Just recently I was reading about the success of Team Sky professional cycling and the outstanding achievements of the GB&I cycling team at the London Olympic Games. I was struck by how the approach of Dave Brailsford, as head of the GB&I team and the Sky Team Principal, was similar to my own method that I deploy whenever I am in a service delivery role or advising my clients on moving their IT capability forward. Of course, different firms and organisations have different challenges but this generic approach has worked for me many times.

Aggregation of Marginal Gains

Dave Brailsford’s (now Sir Dave Brailsford after his knighthood in the recent New Year Honours) approach is widely known as the “aggregation of marginal gains” – perhaps not the most succinct catchphrase but certainly nobody can argue about its success.

From the Team Sky website:

“We’ve got this saying, ‘performance by the aggregation of marginal gains’, it means taking the 1% from everything you do; finding a 1% margin for improvement in everything you do. That’s what we try to do from the mechanics upwards.

“If a mechanic sticks a tyre on, and someone comes along and says it could be done better, it’s not an insult – it’s because we are always striving for improvement, for those 1% gains, in absolutely every single thing we do.”

Naturally, all these tiny gains can add up to large gain – potentially race-winning, or record-winning, gains. It’s not just a soundbite but rather an approach that has underpinned Britain’s phenomenal success in track cycling, and which led to the outstanding performance of Bradley Wiggins and the Sky team in winning the 2012 Tour de France.

What has this got to do with IT Service Excellence?

Records from a collection:
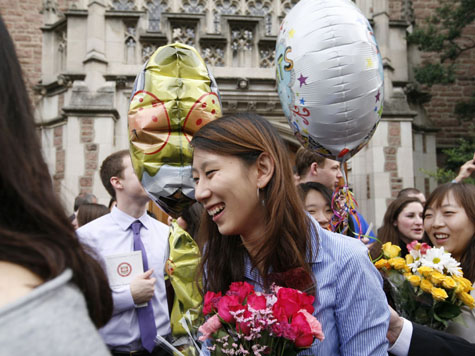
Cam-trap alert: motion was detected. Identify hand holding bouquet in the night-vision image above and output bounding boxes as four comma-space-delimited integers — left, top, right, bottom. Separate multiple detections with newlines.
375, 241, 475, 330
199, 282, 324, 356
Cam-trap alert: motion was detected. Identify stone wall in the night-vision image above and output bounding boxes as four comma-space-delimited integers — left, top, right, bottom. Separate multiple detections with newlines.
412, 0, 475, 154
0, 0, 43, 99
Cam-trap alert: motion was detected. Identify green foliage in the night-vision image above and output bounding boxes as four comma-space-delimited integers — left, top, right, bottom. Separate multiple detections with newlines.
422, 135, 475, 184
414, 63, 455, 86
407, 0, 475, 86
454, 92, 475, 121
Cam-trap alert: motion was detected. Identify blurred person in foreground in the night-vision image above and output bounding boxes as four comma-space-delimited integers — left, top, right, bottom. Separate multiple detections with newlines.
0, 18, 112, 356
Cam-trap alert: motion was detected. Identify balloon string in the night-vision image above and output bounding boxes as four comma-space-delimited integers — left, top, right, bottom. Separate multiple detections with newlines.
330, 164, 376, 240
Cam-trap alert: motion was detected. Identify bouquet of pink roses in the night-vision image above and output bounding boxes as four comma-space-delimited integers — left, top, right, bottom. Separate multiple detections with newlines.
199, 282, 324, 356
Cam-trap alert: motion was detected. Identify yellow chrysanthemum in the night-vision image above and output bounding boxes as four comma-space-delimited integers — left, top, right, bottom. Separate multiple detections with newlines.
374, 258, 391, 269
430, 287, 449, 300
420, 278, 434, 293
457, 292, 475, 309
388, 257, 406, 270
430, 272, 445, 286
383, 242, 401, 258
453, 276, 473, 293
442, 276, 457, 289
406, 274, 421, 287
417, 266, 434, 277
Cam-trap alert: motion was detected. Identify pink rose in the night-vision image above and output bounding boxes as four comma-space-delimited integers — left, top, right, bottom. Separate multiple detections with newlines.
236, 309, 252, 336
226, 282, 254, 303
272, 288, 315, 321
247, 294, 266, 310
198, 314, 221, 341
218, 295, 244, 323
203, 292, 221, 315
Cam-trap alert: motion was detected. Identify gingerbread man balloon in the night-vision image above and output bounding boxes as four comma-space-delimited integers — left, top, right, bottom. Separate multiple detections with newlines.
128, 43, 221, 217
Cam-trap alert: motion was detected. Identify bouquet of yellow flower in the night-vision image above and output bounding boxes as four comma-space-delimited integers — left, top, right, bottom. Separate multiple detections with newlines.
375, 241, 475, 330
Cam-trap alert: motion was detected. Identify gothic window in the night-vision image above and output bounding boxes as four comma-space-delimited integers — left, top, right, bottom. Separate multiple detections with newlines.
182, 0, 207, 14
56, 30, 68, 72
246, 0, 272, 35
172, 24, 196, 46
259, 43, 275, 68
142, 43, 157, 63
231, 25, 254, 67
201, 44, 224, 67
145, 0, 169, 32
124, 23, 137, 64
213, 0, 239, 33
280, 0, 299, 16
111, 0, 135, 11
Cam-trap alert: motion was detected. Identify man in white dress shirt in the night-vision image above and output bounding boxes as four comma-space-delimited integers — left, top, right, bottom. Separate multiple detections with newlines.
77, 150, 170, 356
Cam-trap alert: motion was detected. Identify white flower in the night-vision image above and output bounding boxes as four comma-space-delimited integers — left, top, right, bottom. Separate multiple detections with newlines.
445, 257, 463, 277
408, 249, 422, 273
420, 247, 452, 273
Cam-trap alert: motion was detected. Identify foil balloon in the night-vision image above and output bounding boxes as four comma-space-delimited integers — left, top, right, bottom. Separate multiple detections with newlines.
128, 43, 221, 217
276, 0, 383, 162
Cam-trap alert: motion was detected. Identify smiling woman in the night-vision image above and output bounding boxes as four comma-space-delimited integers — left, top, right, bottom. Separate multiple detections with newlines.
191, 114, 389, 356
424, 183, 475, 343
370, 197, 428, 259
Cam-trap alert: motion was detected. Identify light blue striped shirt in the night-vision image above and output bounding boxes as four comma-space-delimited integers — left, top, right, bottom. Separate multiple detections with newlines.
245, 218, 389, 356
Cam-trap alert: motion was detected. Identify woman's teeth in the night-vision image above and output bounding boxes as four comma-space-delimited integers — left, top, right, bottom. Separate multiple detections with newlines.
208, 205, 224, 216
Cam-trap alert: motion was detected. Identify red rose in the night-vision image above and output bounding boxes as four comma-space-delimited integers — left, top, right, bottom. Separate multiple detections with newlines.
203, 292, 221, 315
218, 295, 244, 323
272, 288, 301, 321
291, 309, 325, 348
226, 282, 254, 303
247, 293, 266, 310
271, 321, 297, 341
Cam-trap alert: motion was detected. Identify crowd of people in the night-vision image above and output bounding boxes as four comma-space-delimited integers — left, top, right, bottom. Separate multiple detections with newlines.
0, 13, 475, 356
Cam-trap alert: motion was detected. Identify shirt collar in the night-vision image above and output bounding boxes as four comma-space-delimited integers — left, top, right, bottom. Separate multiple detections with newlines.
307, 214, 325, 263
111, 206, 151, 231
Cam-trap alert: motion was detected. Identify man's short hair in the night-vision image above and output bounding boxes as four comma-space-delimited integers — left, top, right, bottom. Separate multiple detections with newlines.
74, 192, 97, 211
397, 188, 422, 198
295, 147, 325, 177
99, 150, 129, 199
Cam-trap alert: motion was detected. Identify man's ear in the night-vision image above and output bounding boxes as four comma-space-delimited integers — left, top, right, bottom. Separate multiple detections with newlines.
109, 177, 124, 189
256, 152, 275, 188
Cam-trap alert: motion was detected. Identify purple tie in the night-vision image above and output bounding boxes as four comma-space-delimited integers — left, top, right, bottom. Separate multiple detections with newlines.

## Stated problem 1
Write out the section of the marginal gains passage starting with "Dave Brailsford’s (now" and going on through "the mechanics upwards.".
## Stated problem 2
According to the quoted statement in the marginal gains passage, why is it not an insult when someone tells a mechanic that fitting a tyre could be done better?

## Exercise solution 1
Dave Brailsford’s (now Sir Dave Brailsford after his knighthood in the recent New Year Honours) approach is widely known as the “aggregation of marginal gains” – perhaps not the most succinct catchphrase but certainly nobody can argue about its success.

From the Team Sky website:

“We’ve got this saying, ‘performance by the aggregation of marginal gains’, it means taking the 1% from everything you do; finding a 1% margin for improvement in everything you do. That’s what we try to do from the mechanics upwards.

## Exercise solution 2
It is not an insult because the team is always striving for improvement. They seek those 1% gains in absolutely every single thing they do.